▶ **Excerpts taken from a detection dataset**:

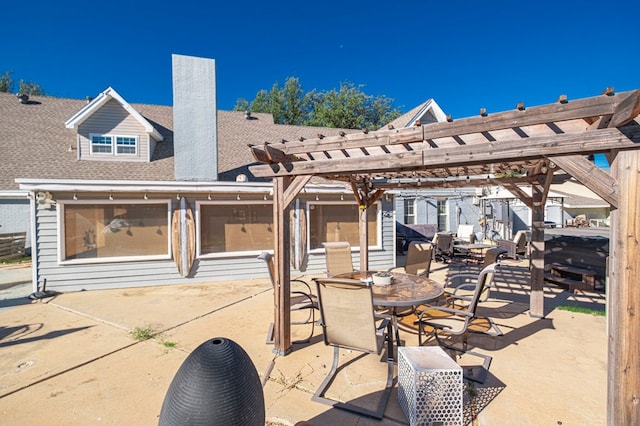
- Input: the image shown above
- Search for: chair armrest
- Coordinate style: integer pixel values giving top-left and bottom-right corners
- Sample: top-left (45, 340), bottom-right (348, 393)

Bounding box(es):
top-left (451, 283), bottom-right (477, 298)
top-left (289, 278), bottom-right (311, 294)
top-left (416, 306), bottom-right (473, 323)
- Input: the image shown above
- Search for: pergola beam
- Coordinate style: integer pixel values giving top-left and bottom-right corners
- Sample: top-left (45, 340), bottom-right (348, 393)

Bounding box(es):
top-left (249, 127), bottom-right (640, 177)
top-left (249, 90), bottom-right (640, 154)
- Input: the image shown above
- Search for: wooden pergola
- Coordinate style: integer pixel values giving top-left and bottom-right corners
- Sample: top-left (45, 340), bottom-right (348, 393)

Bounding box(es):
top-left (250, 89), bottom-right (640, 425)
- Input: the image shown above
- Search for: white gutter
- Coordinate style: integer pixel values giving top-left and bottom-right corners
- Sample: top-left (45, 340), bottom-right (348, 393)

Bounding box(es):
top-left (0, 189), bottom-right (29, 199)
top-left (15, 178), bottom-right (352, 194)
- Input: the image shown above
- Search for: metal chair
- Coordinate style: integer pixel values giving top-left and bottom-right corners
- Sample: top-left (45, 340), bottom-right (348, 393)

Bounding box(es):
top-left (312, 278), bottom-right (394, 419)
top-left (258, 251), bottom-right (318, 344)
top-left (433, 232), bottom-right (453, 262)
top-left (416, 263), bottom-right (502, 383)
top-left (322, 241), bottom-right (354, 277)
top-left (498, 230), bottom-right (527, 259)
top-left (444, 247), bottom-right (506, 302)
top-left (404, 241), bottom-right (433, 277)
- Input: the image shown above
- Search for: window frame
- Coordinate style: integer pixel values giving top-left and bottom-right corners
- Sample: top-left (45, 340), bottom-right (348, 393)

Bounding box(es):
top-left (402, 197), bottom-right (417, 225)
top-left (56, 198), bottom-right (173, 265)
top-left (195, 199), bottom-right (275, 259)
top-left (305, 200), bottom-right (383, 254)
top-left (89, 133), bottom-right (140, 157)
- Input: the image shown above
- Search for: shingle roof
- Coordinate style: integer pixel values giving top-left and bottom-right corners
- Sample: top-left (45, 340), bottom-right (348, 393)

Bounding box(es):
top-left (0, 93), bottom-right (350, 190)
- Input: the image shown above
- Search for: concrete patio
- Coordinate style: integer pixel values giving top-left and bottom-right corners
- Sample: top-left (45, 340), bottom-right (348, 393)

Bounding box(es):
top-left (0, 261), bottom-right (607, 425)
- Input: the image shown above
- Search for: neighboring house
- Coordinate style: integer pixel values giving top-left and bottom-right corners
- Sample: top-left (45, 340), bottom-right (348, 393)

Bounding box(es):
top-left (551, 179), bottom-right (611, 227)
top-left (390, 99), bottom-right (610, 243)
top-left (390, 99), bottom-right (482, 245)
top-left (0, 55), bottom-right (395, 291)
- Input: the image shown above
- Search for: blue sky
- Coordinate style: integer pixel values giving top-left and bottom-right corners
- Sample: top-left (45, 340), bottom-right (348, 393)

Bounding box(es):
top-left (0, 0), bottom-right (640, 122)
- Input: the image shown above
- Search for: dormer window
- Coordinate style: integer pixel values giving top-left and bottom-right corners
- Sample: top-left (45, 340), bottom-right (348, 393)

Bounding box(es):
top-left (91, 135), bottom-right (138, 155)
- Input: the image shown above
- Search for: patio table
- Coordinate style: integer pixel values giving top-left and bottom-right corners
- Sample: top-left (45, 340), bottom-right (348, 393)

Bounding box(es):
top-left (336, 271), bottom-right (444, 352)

...

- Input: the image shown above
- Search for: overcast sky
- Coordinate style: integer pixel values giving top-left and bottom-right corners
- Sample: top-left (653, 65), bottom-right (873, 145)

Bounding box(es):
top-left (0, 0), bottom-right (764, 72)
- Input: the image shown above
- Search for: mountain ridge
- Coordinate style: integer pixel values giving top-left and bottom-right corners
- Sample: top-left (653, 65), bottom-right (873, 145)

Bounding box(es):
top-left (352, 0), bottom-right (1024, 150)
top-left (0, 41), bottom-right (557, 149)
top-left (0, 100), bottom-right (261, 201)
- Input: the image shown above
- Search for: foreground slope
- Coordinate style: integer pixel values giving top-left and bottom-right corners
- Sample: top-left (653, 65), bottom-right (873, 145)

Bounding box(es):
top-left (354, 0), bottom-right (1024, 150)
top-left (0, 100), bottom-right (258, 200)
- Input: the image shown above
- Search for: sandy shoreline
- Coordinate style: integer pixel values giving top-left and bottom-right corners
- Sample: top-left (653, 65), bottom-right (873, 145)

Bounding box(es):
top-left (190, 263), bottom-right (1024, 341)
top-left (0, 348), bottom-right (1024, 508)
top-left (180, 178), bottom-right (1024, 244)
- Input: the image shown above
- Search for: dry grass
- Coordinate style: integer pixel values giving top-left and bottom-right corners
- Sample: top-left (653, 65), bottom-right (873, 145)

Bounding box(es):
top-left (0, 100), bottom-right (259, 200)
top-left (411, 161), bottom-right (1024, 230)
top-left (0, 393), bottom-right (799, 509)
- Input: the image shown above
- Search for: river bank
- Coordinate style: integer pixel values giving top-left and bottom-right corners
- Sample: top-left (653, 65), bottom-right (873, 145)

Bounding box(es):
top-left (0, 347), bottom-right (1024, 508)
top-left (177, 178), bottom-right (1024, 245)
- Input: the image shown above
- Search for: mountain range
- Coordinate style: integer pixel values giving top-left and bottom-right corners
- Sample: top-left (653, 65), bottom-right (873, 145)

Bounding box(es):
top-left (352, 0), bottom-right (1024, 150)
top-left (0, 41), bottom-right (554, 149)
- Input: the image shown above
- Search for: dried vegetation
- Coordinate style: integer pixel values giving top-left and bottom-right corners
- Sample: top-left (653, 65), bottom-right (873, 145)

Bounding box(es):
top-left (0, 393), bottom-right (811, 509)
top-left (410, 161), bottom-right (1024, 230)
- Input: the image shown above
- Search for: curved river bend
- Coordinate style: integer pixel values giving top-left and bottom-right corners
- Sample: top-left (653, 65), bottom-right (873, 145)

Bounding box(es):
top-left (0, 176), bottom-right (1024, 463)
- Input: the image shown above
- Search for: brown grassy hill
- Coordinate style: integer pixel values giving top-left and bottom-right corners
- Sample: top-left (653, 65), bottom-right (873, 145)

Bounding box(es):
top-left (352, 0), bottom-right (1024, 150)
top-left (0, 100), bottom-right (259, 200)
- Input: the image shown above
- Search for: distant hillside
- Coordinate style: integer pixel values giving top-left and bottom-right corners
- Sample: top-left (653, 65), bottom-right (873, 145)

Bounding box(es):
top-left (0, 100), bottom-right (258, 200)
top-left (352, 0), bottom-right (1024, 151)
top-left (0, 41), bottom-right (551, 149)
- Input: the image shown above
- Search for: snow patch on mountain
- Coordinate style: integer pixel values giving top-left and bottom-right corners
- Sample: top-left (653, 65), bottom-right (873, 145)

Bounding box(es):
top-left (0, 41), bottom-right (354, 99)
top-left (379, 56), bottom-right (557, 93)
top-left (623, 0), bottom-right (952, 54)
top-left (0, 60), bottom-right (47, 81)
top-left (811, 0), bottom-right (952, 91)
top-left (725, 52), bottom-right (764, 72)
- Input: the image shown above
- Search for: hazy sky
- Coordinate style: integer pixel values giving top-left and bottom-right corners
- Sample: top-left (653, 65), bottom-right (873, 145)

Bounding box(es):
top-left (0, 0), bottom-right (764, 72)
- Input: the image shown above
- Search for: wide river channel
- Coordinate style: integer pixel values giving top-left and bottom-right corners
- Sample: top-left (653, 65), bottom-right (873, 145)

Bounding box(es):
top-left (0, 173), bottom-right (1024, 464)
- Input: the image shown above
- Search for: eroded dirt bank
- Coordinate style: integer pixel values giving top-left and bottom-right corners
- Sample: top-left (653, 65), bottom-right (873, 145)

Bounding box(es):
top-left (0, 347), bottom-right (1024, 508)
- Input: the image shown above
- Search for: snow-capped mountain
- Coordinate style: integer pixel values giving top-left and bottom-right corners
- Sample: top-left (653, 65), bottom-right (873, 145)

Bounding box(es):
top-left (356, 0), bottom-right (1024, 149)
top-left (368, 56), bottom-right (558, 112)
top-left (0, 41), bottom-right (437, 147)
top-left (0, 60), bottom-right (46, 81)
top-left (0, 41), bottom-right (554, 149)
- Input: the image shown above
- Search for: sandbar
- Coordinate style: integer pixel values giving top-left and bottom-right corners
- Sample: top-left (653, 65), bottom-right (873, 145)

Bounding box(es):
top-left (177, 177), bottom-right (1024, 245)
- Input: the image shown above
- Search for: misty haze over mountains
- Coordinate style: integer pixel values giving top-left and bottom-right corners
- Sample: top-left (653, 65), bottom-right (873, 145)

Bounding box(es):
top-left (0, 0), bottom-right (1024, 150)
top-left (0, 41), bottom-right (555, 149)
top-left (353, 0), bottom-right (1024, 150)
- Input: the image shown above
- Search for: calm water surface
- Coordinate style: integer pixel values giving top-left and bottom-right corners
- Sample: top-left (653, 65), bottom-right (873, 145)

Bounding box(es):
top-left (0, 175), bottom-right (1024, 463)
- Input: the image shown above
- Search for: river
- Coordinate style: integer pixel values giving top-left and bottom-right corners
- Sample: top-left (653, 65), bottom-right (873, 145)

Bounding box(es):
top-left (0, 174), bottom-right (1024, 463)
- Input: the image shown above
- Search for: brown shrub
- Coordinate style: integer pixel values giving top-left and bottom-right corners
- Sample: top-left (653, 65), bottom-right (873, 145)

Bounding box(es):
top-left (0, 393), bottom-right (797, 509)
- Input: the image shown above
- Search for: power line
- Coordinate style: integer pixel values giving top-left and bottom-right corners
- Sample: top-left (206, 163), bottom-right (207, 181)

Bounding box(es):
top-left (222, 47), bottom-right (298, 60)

▶ **Instructions to follow**: How many lines in the items above contain the string "window"? Give only the number.

▶ **Response for this exercise**: 2